= Source extract =
Preliminary words
=================

This set of tutorials constitutes our "recipe cookbook" explaining how to 
prepare the input files (receptor and fragment library) for SEED. 
This is not by any means the only way to do it, 
and you probably can find better ways yourself, especially if you are familiar with 
preparing structural inputs for docking or Molecular Dynamics software. 

In the following we will make use of many custom scripts (you can find them 
in the ``scripts`` folder) and rely on external software, most of which is
open source or free for academics. In particular, for specific tasks, we will use:

* `ChemAxon <https://chemaxon.com/>`_ calculators
* `obabel <https://openbabel.org/docs/dev/Command-line_tools/babel.html>`_ 
* `RDKit <http://www.rdkit.org/docs/GettingStartedInPython.html>`_ Python API 
* `CGenFF <http://silcsbio.com/>`_ for parametrizing molecules with the CHARMM General Force Field
* `CHARMM <http://charmm.chemistry.harvard.edu/charmm_lite.php>`_ 
* The `psfgen <http://www.ks.uiuc.edu/Research/vmd/plugins/psfgen/>`_ plugin of VMD 
* `UCSF Chimera <https://www.cgl.ucsf.edu/chimera/download.html>`_
* `CORINA <https://www.mn-am.com/products/corina>`_
* `CAMPARI <http://campari.sourceforge.net/>`_ software package

Most of the tasks for which we suggest one of these softwares can be carried out 
with alternative ones that you might be more comfortable with. Thus you do not 
need to have all the software from the list installed on your system. 

Before starting the input preparation tutorials read about the :ref:`input_files` to 
understand the format for structural input read by SEED.

To run the code provided in this tutorial as is, you should set the 
``PYTHONSCRIPTS`` variable to ``"SEED/scripts/python"``.

**Note** that the Python scripts we provide were written in Python 2. A few of them
will require minor modifications to be run with Python 3.

= Exercise aim =
Copy the preliminary words for the SEED input preparation tutorials, every line and character unchanged. The listing after this is not needed for the work here.

= Material shown =

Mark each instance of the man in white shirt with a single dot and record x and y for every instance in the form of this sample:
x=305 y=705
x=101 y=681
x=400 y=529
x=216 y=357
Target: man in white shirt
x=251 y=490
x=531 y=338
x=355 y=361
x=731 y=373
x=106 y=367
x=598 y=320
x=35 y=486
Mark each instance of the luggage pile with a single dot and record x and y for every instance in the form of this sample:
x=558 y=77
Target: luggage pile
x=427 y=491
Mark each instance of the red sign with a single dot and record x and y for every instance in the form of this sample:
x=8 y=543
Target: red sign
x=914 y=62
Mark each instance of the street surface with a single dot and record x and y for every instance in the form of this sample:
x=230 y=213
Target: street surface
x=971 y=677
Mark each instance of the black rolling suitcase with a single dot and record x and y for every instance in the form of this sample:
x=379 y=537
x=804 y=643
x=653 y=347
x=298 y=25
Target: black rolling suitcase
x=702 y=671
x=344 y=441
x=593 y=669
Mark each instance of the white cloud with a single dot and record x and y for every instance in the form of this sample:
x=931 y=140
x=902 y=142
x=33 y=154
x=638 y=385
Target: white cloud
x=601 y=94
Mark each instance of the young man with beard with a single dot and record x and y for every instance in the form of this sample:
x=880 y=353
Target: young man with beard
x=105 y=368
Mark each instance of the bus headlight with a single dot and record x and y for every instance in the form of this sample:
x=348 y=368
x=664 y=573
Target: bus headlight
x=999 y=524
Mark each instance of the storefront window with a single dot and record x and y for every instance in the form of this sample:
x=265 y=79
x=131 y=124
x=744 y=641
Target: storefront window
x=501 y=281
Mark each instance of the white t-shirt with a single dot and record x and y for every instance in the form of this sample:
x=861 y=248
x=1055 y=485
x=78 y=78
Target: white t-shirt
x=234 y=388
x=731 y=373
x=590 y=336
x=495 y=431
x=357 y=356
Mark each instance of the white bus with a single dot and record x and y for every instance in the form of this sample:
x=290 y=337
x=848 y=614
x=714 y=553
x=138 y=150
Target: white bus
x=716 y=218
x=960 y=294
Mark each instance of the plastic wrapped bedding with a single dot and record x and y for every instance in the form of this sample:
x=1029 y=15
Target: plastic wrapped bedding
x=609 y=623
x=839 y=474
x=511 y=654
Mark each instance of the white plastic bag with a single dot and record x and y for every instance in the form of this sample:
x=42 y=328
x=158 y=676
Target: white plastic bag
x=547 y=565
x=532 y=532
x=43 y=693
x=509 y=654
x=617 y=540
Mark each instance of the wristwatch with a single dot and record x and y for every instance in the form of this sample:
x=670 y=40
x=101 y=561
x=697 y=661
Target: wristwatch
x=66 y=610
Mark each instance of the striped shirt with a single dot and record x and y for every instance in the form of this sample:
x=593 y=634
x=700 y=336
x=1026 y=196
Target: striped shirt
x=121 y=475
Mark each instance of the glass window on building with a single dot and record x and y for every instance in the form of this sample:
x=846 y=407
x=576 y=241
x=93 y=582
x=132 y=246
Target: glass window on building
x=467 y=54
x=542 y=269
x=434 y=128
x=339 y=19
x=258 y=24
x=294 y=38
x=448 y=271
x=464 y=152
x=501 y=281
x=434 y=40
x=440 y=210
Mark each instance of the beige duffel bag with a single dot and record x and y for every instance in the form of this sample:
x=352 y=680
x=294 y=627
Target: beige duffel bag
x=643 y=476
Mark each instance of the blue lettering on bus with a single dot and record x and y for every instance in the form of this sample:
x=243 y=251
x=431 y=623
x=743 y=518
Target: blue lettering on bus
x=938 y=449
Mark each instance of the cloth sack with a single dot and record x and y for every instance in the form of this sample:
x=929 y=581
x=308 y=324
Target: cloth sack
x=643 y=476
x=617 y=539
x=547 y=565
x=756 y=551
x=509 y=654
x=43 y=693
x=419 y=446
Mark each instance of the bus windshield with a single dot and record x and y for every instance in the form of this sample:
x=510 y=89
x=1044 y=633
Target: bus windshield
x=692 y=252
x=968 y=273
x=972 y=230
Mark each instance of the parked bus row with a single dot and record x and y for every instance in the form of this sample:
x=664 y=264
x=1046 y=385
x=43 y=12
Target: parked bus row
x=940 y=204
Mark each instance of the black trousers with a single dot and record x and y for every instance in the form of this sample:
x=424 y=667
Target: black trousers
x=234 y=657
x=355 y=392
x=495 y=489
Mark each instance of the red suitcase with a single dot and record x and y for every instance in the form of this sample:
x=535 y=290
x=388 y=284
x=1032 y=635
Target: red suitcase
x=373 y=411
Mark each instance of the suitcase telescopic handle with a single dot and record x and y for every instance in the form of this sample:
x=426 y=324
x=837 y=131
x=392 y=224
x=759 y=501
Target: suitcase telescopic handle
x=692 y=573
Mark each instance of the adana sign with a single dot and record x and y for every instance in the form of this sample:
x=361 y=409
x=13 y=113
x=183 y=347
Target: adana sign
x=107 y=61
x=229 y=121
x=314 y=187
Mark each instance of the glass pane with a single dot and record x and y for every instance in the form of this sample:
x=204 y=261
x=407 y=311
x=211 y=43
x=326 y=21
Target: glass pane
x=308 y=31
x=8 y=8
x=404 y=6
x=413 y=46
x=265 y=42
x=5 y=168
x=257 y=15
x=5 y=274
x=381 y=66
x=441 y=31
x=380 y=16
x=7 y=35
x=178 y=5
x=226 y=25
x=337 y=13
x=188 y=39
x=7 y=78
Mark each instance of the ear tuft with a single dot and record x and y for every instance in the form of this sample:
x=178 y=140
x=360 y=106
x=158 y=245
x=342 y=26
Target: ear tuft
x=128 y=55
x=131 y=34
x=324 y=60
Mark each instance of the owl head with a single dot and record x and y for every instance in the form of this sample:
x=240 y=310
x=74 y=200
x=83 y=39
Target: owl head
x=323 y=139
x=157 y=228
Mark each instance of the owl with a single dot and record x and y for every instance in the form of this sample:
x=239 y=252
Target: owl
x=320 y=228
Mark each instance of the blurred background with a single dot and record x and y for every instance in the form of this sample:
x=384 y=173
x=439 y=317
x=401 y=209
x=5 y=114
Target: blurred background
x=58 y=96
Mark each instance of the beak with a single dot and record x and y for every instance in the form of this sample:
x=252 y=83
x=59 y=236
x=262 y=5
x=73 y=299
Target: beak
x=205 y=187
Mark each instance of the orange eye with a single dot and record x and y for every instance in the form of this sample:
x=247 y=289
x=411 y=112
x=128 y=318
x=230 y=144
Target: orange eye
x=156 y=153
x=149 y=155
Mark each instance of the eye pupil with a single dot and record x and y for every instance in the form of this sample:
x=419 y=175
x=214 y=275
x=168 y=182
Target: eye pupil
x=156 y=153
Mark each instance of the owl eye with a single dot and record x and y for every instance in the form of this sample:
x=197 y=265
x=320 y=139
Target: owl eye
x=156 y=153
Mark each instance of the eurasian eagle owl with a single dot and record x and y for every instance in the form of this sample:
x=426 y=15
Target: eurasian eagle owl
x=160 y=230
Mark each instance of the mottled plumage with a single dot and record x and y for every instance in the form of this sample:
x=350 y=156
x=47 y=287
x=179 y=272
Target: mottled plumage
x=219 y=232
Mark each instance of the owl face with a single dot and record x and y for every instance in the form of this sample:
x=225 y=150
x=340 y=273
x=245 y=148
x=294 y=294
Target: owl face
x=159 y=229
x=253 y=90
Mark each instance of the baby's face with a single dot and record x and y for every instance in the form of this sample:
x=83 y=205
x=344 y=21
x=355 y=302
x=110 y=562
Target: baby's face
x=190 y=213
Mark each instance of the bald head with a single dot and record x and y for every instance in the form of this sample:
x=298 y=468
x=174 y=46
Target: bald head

= Response to the task =
Preliminary words
=================

This set of tutorials constitutes our "recipe cookbook" explaining how to 
prepare the input files (receptor and fragment library) for SEED. 
This is not by any means the only way to do it, 
and you probably can find better ways yourself, especially if you are familiar with 
preparing structural inputs for docking or Molecular Dynamics software. 

In the following we will make use of many custom scripts (you can find them 
in the ``scripts`` folder) and rely on external software, most of which is
open source or free for academics. In particular, for specific tasks, we will use:

* `ChemAxon <https://chemaxon.com/>`_ calculators
* `obabel <https://openbabel.org/docs/dev/Command-line_tools/babel.html>`_ 
* `RDKit <http://www.rdkit.org/docs/GettingStartedInPython.html>`_ Python API 
* `CGenFF <http://silcsbio.com/>`_ for parametrizing molecules with the CHARMM General Force Field
* `CHARMM <http://charmm.chemistry.harvard.edu/charmm_lite.php>`_ 
* The `psfgen <http://www.ks.uiuc.edu/Research/vmd/plugins/psfgen/>`_ plugin of VMD 
* `UCSF Chimera <https://www.cgl.ucsf.edu/chimera/download.html>`_
* `CORINA <https://www.mn-am.com/products/corina>`_
* `CAMPARI <http://campari.sourceforge.net/>`_ software package

Most of the tasks for which we suggest one of these softwares can be carried out 
with alternative ones that you might be more comfortable with. Thus you do not 
need to have all the software from the list installed on your system. 

Before starting the input preparation tutorials read about the :ref:`input_files` to 
understand the format for structural input read by SEED.

To run the code provided in this tutorial as is, you should set the 
``PYTHONSCRIPTS`` variable to ``"SEED/scripts/python"``.

**Note** that the Python scripts we provide were written in Python 2. A few of them
will require minor modifications to be run with Python 3.